Position identification records:
--- START ---
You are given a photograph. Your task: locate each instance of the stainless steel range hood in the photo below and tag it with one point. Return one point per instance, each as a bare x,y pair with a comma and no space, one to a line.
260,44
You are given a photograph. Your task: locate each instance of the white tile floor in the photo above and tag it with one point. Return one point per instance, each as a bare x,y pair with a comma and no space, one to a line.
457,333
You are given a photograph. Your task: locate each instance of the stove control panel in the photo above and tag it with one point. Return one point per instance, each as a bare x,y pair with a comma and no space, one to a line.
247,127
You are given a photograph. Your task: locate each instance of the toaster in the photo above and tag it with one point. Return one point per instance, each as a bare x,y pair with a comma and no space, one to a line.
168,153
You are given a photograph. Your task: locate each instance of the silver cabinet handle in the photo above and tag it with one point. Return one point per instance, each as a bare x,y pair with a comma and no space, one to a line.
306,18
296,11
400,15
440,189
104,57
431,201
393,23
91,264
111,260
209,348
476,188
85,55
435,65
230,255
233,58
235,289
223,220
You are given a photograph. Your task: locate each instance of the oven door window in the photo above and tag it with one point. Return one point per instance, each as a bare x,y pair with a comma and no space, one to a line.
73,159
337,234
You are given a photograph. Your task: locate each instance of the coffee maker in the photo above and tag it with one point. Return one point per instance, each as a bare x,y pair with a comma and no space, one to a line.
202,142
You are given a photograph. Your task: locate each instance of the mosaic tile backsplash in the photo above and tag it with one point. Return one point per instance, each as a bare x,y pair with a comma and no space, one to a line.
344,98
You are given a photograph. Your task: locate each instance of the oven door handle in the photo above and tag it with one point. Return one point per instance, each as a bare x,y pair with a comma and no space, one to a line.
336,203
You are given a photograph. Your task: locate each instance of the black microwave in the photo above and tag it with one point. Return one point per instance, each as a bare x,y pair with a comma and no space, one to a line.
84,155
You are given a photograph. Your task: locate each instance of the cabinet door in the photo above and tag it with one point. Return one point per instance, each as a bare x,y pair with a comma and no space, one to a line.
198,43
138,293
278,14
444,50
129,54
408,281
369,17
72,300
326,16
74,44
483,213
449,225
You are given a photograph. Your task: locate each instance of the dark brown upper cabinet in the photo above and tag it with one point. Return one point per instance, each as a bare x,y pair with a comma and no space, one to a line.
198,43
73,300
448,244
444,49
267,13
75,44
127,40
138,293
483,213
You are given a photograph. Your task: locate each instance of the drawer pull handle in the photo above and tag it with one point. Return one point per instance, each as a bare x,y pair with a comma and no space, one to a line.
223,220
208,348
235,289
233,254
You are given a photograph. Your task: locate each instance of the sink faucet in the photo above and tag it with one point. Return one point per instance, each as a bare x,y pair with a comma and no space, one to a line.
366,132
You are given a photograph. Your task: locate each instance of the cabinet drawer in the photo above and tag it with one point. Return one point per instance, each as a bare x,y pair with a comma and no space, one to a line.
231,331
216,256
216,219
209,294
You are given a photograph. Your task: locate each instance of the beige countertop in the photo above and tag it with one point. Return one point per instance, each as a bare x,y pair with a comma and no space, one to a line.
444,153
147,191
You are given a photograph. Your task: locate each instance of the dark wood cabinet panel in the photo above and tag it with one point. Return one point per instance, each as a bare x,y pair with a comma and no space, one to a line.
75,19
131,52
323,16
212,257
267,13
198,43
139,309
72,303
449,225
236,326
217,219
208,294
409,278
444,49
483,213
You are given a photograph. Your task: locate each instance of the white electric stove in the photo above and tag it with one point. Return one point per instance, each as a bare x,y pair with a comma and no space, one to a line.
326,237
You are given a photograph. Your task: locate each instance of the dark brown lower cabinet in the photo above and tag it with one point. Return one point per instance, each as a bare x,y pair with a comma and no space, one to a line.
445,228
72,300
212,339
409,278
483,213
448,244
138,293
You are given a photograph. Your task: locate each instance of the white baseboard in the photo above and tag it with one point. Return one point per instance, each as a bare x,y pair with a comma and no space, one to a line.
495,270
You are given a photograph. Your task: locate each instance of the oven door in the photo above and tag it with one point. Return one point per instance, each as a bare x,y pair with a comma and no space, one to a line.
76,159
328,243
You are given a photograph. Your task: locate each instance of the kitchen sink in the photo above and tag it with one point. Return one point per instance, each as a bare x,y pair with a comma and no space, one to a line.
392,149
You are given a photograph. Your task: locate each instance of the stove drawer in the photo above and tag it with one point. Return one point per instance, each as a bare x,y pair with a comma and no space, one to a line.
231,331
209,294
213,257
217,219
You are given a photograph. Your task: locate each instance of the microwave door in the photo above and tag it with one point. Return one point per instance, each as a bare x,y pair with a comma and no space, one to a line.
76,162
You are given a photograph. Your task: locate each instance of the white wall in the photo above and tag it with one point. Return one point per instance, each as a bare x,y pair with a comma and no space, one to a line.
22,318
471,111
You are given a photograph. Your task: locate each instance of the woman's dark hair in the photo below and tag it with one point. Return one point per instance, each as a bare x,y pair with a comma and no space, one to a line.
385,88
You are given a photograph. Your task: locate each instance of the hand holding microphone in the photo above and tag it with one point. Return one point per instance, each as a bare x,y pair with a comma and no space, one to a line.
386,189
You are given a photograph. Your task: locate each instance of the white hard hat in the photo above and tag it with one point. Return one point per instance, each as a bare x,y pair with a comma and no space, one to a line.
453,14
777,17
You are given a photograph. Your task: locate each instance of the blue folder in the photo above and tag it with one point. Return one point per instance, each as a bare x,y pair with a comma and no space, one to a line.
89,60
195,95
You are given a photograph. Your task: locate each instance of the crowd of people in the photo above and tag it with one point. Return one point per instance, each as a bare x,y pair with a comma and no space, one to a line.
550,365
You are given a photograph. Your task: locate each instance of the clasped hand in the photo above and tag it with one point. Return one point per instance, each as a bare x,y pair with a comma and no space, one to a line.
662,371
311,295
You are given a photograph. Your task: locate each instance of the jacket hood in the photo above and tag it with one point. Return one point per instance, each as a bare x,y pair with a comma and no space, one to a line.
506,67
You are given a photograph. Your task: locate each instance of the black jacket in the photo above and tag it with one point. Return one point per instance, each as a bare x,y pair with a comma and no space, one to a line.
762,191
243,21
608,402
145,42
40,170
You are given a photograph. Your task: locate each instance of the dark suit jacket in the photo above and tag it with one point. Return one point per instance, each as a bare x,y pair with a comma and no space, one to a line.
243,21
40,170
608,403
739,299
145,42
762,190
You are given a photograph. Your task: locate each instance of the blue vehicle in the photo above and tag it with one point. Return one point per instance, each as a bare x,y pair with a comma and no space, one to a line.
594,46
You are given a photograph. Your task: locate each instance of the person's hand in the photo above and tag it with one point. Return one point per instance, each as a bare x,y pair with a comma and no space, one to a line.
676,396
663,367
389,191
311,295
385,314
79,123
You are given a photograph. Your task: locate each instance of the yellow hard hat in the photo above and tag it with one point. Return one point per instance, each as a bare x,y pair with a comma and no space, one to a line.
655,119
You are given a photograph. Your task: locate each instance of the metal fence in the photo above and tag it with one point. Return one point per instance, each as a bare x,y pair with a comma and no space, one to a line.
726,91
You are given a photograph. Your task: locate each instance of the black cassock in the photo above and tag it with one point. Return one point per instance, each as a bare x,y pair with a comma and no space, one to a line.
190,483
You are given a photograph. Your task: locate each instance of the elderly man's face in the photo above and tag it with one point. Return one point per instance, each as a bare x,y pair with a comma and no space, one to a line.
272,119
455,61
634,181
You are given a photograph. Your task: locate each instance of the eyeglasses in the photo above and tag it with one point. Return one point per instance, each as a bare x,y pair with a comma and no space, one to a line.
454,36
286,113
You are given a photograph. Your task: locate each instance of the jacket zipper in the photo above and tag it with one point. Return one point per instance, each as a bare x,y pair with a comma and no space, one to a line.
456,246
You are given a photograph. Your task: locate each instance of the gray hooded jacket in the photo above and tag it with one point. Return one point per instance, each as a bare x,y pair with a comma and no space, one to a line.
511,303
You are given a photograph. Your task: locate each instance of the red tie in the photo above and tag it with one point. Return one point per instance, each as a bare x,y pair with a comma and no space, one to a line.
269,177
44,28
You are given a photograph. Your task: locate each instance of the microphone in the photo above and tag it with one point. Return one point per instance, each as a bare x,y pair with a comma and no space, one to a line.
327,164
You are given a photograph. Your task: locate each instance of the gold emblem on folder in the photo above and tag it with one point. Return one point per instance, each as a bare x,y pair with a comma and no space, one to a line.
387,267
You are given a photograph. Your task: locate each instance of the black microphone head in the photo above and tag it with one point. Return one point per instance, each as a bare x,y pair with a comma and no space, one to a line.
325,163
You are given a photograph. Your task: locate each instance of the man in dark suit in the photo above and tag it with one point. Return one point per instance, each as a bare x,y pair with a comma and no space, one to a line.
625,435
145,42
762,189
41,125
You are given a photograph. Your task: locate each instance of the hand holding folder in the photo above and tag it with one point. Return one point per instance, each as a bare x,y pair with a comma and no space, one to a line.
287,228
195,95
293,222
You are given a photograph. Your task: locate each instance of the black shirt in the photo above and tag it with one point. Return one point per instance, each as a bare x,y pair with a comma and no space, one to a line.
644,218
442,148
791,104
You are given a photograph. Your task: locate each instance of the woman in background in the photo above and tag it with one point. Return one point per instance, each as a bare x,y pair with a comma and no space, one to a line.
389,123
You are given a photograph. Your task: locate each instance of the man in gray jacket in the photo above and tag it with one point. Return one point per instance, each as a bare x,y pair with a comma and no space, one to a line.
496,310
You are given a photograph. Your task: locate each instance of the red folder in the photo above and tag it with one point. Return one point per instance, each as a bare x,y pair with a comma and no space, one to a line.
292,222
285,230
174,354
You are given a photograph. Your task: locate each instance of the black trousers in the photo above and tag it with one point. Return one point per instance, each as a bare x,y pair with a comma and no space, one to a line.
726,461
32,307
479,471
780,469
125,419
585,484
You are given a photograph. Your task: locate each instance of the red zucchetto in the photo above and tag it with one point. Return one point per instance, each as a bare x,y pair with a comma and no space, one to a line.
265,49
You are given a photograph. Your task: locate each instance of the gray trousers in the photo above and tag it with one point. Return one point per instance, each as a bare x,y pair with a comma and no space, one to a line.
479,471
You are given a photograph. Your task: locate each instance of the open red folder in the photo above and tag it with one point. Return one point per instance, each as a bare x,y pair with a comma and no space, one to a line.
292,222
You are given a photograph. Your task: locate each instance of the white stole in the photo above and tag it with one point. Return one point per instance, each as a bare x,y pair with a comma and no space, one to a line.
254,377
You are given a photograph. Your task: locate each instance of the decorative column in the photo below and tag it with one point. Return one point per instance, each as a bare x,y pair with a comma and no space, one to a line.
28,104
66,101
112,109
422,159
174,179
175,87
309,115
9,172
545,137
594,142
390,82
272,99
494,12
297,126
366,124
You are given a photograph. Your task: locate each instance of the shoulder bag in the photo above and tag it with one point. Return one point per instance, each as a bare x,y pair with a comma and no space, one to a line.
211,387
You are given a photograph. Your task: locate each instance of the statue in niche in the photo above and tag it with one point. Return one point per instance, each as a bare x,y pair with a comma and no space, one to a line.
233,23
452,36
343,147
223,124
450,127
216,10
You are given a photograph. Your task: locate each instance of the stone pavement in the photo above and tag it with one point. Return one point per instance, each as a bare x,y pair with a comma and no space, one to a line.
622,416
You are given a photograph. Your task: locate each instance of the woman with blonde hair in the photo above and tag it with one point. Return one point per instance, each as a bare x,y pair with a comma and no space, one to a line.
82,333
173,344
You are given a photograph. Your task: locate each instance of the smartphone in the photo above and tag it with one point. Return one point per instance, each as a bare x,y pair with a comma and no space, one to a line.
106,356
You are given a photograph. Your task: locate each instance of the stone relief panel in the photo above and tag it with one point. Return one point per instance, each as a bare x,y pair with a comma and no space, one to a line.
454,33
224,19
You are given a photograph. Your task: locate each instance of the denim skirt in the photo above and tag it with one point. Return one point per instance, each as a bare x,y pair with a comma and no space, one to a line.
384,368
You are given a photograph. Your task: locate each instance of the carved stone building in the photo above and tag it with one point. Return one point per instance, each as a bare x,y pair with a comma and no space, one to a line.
--- END ---
* _WHAT THIS TASK INVOLVES_
Copy, character for character, the lines from the line that holds "the stone relief" through the final line of the records above.

* _EXPECTED ANSWER_
You are given a photograph. Your task: locate each instance of the stone relief panel in the photo above and tag it with one point. Return one point per instance, each as a bare x,y pair with a comma and no space, one to a line.
454,33
224,19
You are given a photograph. Your task: locate each instance of the denim skirt in the photo above and tag it with one point. Return one point per instance, each as a bare x,y pair with a comma and no space, one to a line.
384,368
You are given a photograph. Your task: locate each instance of the carved stone building in the photo above and tag it with one point. Return one point per instance, each as a bare x,y pair with a comma and no space, one to a line.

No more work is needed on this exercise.